> Short exercise
Please render the rows below as a Markdown table with the columns Number and Line, starting at the row that contains "Please spot the pumpkin stem" and ending at the row that contains "point(935, 110)", both included, and skipping any blank ones.

> Material shown
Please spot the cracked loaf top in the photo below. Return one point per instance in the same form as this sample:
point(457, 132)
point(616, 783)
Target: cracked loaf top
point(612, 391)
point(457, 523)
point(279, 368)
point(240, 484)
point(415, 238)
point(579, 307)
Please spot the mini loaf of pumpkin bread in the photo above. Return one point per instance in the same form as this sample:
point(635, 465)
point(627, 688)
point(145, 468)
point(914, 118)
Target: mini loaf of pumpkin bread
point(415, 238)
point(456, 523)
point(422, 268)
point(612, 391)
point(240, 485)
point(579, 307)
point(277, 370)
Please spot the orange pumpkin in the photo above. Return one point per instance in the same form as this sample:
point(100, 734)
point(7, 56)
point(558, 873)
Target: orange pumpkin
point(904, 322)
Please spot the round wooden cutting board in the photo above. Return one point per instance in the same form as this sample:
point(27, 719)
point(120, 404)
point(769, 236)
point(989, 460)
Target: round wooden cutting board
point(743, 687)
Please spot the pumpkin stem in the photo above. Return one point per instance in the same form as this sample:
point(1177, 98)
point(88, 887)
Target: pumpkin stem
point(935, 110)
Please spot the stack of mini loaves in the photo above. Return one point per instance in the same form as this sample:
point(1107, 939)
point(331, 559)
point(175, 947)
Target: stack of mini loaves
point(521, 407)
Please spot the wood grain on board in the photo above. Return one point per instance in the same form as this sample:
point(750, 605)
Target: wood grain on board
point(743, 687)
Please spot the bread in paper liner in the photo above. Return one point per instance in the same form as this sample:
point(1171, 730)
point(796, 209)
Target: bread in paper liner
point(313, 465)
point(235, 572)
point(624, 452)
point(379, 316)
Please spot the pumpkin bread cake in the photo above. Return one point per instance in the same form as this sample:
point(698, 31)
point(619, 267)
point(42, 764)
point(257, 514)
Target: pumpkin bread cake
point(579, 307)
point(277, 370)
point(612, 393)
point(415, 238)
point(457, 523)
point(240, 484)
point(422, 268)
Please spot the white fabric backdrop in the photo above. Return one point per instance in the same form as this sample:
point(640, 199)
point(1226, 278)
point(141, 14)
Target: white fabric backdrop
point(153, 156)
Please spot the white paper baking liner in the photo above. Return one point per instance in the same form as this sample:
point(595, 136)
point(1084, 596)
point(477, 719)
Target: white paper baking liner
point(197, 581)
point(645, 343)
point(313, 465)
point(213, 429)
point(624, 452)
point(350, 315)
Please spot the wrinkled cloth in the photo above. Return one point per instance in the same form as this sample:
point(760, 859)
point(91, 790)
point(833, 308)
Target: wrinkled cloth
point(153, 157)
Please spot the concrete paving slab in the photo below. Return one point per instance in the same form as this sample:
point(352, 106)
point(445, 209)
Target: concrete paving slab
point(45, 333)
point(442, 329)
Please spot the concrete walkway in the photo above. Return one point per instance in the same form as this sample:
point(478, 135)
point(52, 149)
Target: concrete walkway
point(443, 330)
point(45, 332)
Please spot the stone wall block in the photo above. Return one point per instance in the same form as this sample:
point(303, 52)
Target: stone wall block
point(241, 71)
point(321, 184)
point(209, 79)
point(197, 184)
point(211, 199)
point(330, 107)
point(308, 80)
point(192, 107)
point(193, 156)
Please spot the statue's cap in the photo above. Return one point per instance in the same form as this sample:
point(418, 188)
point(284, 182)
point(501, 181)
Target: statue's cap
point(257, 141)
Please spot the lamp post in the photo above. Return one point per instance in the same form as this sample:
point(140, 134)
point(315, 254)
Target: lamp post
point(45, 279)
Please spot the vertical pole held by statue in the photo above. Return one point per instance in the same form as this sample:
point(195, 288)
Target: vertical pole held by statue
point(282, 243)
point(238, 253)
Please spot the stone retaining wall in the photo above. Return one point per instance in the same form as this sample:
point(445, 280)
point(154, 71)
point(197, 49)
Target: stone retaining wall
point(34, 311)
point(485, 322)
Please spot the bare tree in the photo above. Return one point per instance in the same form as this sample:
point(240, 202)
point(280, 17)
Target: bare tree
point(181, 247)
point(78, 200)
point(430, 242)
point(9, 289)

> Result
| Number | Line |
|---|---|
| 1 | Please spot the pumpkin stem in the photo above. Return one point per instance in the same form as this sample: |
| 2 | point(1177, 98) |
| 3 | point(88, 887) |
| 4 | Target: pumpkin stem |
| 5 | point(935, 110) |